Point labeling dataset excerpts

>> begin

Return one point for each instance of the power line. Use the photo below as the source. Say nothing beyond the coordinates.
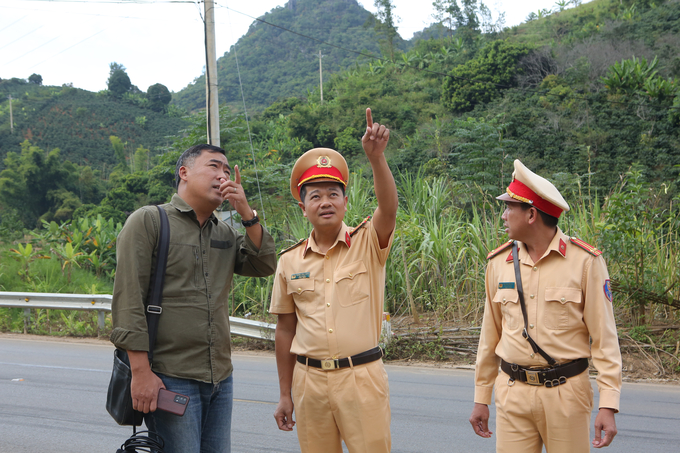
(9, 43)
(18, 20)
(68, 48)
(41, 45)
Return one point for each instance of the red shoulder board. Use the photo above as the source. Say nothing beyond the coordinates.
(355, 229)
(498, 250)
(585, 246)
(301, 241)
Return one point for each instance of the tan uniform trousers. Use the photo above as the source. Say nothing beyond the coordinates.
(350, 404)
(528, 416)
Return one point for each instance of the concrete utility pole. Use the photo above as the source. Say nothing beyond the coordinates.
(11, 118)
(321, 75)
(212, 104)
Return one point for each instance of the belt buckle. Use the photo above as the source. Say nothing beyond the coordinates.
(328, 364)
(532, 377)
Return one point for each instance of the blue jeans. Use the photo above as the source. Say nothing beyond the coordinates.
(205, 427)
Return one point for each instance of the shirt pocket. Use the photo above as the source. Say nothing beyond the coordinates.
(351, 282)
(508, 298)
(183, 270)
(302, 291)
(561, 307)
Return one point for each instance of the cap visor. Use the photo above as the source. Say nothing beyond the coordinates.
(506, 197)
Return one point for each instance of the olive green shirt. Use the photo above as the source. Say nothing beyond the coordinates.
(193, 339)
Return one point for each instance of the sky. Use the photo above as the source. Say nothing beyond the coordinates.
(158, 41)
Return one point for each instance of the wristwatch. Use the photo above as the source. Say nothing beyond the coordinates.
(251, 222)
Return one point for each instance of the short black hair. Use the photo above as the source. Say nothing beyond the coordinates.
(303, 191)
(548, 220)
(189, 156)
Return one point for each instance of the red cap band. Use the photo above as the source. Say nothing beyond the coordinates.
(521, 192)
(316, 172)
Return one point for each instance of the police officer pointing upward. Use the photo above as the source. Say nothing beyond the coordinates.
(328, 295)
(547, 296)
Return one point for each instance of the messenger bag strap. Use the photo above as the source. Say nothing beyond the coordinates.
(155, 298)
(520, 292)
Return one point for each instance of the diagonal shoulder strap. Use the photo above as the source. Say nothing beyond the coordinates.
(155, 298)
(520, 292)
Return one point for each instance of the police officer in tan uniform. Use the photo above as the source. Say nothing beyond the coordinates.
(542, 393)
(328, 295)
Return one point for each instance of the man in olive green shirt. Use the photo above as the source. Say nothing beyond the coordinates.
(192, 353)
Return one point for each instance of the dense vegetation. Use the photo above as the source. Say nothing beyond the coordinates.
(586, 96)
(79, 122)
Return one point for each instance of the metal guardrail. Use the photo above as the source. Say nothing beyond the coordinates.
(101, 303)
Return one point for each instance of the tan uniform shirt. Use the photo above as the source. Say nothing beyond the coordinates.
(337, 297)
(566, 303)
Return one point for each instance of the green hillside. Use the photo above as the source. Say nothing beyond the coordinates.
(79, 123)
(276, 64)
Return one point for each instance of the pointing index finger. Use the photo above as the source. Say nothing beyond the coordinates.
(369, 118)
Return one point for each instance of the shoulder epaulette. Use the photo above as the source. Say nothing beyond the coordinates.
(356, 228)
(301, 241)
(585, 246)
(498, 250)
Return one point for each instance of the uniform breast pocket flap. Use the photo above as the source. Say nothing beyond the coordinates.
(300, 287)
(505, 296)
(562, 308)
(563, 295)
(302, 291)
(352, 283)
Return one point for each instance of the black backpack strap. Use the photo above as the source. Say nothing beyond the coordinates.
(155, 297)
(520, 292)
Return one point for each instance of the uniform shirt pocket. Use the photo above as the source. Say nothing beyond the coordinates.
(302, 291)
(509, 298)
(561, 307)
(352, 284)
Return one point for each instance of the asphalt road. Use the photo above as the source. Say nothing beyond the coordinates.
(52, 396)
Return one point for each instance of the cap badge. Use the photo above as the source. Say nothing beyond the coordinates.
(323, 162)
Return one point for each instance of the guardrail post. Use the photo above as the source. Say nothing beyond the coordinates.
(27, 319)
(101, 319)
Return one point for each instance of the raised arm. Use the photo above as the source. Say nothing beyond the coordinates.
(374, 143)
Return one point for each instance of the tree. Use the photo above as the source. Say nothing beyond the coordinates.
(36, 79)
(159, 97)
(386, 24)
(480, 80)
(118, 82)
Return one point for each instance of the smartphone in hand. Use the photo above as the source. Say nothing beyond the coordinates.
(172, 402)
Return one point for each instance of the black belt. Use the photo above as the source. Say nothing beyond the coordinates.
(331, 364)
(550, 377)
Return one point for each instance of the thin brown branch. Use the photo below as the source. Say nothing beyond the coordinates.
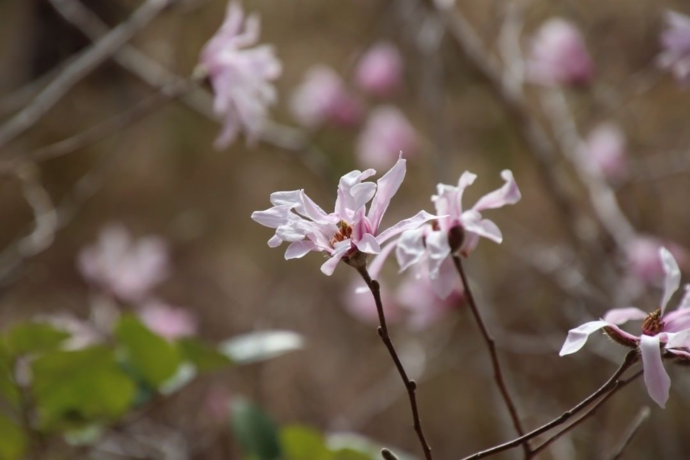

>> end

WRITTEN REQUEST: Reproduce all of the items above word for word, leaving out the pictures.

RESULT OF THE EXERCISE:
Return one point for each instance of the power line. Use the photo below as the source. Say nothing beyond the coordinates.
(9, 43)
(18, 20)
(68, 48)
(41, 45)
Return one point for each instance of the red shoulder board. Use the photo above as the source. Say nothing beyond the coordinates.
(355, 229)
(498, 250)
(585, 246)
(301, 241)
Return one point for each instance of the tan uniform trousers. Use the photo above as the source. Say nothing beyond the coordinates.
(350, 404)
(528, 416)
Return one point for each instance of the concrete utility pole. Use the photo above as the source. Say nothing beyond the coordinates.
(11, 118)
(321, 75)
(212, 104)
Return one point for each instance of the belt buckle. Use the photo above as the source. Say nothing beyond the coordinates.
(328, 364)
(532, 377)
Return one point for each instance of the blue jeans. Use the photo above as the source. Say nothing beyond the coordinates.
(205, 427)
Return one point for each instance of the shirt pocket. Use the photo above as the source. Say nothing beyond the coordinates.
(351, 282)
(508, 298)
(183, 270)
(302, 291)
(561, 307)
Return one point for each instance of the cap visor. Use the photo above as the source. Say nothing beyond the coordinates.
(506, 197)
Return one point for each instance of the olive green shirt. Use the photo above as the source. Say nothing beyond the coordinates.
(193, 339)
Return one point for each instance of the sky. Use the photo above as the source. Say nothing beyond the coordinates.
(158, 41)
Return one point for each instance of the wristwatch. Use the photo above as the source. Say nothing beyond the coordinates.
(251, 222)
Return one point for each instance of the short black hair. Use the photo above as the source. Say nothing beyond the coordinates.
(303, 191)
(548, 220)
(189, 156)
Return one point for each instance of the red cap band. Use the photo above as the source. Say nothing beyond the coordinates.
(521, 192)
(316, 172)
Return one point for each instance of the police officer pointing upward. Use the photo above as the source. Say nothing beyond the coordinates.
(328, 295)
(547, 296)
Return one point for each instance of the messenger bag strap. Use the photo above as the source. Say nothing beyond the coordinates.
(155, 298)
(520, 292)
Return one point for each instance of the diagonal shoulder strap. Use the photo above as the source. Say nothing beyond the coordinates.
(155, 298)
(520, 292)
Return one point for each instance of the police officer in tan uniform. Use the photo above as the source. Say nothing beyond the coordinates.
(542, 393)
(328, 295)
Return one point for each instance of the man in olive green shirt. Use the photo above as the source. Say nothing beyond the coordinates.
(192, 353)
Return one point for each instance of the dense vegetation. Use the photo above as the source. Say nothing beyond the coordinates.
(586, 96)
(79, 122)
Return one point for each instance of the metal guardrail. Use the photo above as the source. Say nothing beyond the coordinates.
(101, 303)
Return one point for each instance of the tan uniform shirt. Use the photo above as the source. Say nothing beyond the coordinates.
(337, 297)
(566, 303)
Return one point for each instance of the green hillside. Use the photo above as the source. Say nothing beyond the coordinates.
(79, 123)
(276, 64)
Return one point for each instance of the pointing index finger. Use the photo above as the source. Say nothing beyond the coordinates.
(369, 118)
Return one point for each instance of the shoulder epaulette. Use the photo above as the source. Say nothing beyond the coordinates.
(356, 228)
(301, 241)
(585, 246)
(498, 250)
Return one point for each instance of the uniform breast pocket flap. Use the photo above as the source. Say nothing beyond the coordinates.
(300, 287)
(505, 296)
(562, 308)
(563, 295)
(302, 291)
(352, 283)
Return one point for each instance of the black backpack strap. Use the photo above as the source. Say nothing beyond the coordinates.
(155, 297)
(520, 292)
Return one point for each instance of the uniform shirt pocket. Use the photo above as the source. Say nothing beyond the coordinates.
(302, 291)
(509, 298)
(561, 307)
(352, 284)
Return one point for each instance of the asphalt road. Use the photo above as the source. Say nothing beyond the coordinates.
(52, 396)
Return one point for each instance of the cap badge. Use the photo above as the source. Say nothing beyond the coordinates.
(323, 162)
Return one point for each instance of the guardrail post. Use the photo above as the source. Say nothing beyond the coordinates.
(27, 319)
(101, 319)
Return one point for each instance of the raised arm. Use the photo above as the source. Say nothing beyond the coordinates.
(374, 143)
Return one point for each instance of the tree. Use the photo above as the source. Say nothing beyond the coordinates.
(36, 79)
(159, 97)
(386, 24)
(480, 80)
(118, 82)
Return one point for each instance of the smartphone in hand. Use the photo above as the source. Say nothing beyond the coordinates.
(172, 402)
Return one point for each instance of the black belt. Use the photo above as the source. Say nothing beyond the coordinates.
(331, 364)
(550, 377)
Return one point for each instance of the thin brown branch. Use the photo below as the source. Say nothing beyond the coordinates.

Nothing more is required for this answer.